### Supplied text
Saturday, January 30, 2010
Differences Posted at 1:02 PM 0 comments (+)
I guess, a difference of one year in age can really mean a lot.

We think differently, feel different emotions at the same issue, express ourselves in different ways and we have different priorities.

All too different, but I don't want to speak.

I'm not setting out to seek approval from everyone, but recently I felt like a horrible person. And the worst thing is that, I can't stop feeling that way, can't stop making it happen. It's not about the identity crisis shit, either. It's a completely different issue.

Once in a while, I would like to just detach myself from everyone and everything in my life and just sit and think for a bit. I don't want to have to answer to anyone, I don't want to be held responsible for my actions, I don't want others questioning me. I want to be able to just do my own thing, and do nothing that I don't want to do.

Hard, isn't it?

There's actually a big part of me that wishes to just be left alone everyday. I like being alone. I don't have to wait for anyone, I don't have to take shit from anyone, I don't have to please anyone. Talking to others in explanation could become such a tiring chore sometimes, it's worse than mopping the floor.
######
Stated problem 1: Reproduce the stretch of the blog post from "Once in a while, I" through "mopping the floor.", putting "anybody" wherever "anyone" appears.
### Provided material
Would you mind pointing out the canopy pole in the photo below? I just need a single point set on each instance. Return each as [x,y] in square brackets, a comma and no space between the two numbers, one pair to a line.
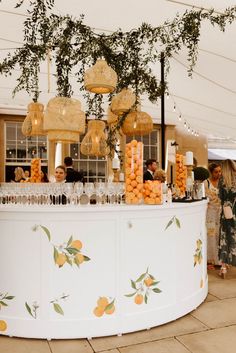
[163,112]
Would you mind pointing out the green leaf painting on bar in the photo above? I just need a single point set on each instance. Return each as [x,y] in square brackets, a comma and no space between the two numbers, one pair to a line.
[105,305]
[175,220]
[143,286]
[68,252]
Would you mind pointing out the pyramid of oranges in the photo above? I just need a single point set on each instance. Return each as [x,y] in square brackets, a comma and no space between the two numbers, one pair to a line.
[134,172]
[181,173]
[35,170]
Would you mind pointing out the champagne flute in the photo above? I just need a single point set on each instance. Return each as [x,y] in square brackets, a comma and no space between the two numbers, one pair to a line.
[89,190]
[78,191]
[100,191]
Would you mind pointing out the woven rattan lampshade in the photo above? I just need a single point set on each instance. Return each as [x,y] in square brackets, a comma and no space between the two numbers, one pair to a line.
[123,101]
[64,119]
[94,142]
[137,123]
[33,123]
[100,78]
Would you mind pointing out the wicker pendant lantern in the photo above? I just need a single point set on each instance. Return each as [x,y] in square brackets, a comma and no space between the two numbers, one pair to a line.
[123,101]
[137,123]
[94,142]
[33,123]
[64,120]
[100,78]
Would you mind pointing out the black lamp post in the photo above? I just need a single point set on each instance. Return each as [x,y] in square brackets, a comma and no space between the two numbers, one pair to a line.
[163,154]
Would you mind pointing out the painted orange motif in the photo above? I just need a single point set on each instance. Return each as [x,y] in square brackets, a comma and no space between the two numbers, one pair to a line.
[61,259]
[148,281]
[3,325]
[67,253]
[144,285]
[138,299]
[98,311]
[102,302]
[77,244]
[80,258]
[104,305]
[110,311]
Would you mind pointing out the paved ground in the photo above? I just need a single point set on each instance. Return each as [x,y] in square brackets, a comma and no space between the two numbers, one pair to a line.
[209,329]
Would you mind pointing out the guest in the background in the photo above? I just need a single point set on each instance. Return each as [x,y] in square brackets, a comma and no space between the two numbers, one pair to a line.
[160,175]
[151,165]
[19,175]
[60,174]
[227,194]
[72,175]
[44,178]
[27,175]
[213,214]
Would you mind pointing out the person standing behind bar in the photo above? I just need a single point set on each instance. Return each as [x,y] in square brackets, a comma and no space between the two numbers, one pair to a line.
[151,165]
[72,175]
[227,194]
[213,214]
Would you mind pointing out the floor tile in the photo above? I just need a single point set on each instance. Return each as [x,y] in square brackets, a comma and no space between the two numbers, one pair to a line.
[213,275]
[165,346]
[70,346]
[212,341]
[211,298]
[23,345]
[223,290]
[181,326]
[217,313]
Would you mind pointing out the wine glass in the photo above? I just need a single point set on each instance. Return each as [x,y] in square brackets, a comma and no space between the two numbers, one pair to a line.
[110,191]
[100,191]
[89,190]
[78,191]
[120,191]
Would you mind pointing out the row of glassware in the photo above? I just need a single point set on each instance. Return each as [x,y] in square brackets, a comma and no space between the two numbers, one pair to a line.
[61,193]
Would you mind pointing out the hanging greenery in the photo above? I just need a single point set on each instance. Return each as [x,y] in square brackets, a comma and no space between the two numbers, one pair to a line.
[72,44]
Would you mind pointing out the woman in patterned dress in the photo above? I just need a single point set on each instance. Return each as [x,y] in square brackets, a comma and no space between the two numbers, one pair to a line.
[227,235]
[213,214]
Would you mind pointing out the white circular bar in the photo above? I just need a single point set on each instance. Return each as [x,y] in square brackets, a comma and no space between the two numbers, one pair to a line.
[157,251]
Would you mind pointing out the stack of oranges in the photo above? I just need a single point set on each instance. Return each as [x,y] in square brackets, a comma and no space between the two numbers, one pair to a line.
[181,173]
[134,172]
[152,192]
[35,170]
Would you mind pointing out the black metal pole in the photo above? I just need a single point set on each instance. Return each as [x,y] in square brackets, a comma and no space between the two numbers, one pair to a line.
[163,154]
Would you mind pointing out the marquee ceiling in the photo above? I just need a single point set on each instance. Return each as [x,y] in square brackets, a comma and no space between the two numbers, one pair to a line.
[206,102]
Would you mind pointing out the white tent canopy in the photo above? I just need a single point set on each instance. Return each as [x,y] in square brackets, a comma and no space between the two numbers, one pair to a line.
[206,102]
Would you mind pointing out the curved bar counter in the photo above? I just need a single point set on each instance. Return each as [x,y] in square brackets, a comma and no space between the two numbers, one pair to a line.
[88,271]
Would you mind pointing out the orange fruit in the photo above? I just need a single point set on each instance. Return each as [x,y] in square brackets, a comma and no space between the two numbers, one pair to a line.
[148,281]
[3,325]
[80,258]
[111,310]
[98,311]
[61,259]
[102,302]
[138,299]
[77,244]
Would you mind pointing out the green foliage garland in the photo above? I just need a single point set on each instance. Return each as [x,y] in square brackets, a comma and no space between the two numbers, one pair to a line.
[131,54]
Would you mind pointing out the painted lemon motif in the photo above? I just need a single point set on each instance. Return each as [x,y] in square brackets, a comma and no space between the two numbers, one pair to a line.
[138,299]
[3,325]
[77,244]
[61,259]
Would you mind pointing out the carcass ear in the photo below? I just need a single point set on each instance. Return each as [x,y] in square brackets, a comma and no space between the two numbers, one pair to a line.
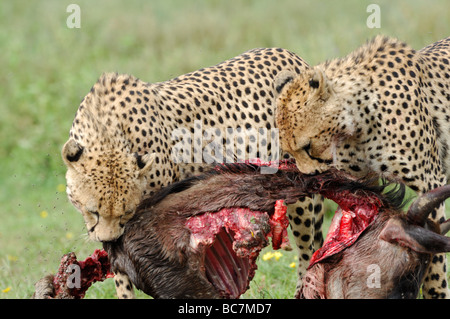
[319,84]
[415,237]
[283,79]
[71,152]
[144,162]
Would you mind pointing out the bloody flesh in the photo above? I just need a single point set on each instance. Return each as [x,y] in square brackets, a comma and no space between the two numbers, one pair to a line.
[232,239]
[75,277]
[354,214]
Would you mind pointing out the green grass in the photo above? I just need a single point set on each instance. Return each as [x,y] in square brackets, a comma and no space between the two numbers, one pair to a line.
[47,68]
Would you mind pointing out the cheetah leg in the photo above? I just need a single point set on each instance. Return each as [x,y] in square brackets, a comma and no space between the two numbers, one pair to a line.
[306,217]
[124,287]
[435,283]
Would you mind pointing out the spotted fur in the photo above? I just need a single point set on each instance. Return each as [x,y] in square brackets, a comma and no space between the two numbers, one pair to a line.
[121,141]
[385,109]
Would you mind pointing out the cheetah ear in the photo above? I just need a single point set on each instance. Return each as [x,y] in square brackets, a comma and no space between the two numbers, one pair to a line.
[71,152]
[282,79]
[319,84]
[144,162]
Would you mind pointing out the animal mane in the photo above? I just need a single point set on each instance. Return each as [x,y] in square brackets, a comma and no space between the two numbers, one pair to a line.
[394,197]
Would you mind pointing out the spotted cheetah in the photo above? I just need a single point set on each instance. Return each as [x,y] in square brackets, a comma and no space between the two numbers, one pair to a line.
[125,133]
[384,109]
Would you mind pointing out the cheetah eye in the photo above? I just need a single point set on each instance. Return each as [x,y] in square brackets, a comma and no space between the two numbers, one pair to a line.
[314,83]
[129,212]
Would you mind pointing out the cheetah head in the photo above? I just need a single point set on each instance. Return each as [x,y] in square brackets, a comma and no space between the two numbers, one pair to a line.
[105,187]
[311,119]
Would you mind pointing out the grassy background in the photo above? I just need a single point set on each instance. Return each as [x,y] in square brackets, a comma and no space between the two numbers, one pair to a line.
[47,68]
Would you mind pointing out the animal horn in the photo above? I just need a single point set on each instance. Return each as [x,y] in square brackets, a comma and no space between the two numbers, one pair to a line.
[419,210]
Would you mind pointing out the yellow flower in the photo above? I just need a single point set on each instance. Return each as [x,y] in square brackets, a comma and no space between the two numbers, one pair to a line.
[61,188]
[277,255]
[12,258]
[267,256]
[270,254]
[7,289]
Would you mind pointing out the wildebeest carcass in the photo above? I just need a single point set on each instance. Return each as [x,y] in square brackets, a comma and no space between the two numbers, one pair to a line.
[200,237]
######
Stated problem 2: Pull out each line of the listing that includes the word "below", copied in full.

Written reply 1:
Once in a while, I would like to just detach myself from everyone and everything in my life and just sit and think for a bit. I don't want to have to answer to anybody, I don't want to be held responsible for my actions, I don't want others questioning me. I want to be able to just do my own thing, and do nothing that I don't want to do.

Hard, isn't it?

There's actually a big part of me that wishes to just be left alone everyday. I like being alone. I don't have to wait for anybody, I don't have to take shit from anybody, I don't have to please anybody. Talking to others in explanation could become such a tiring chore sometimes, it's worse than mopping the floor.

Written reply 2:
Would you mind pointing out the canopy pole in the photo below? I just need a single point set on each instance. Return each as [x,y] in square brackets, a comma and no space between the two numbers, one pair to a line.
Would you mind pointing out the carcass ear in the photo below? I just need a single point set on each instance. Return each as [x,y] in square brackets, a comma and no space between the two numbers, one pair to a line.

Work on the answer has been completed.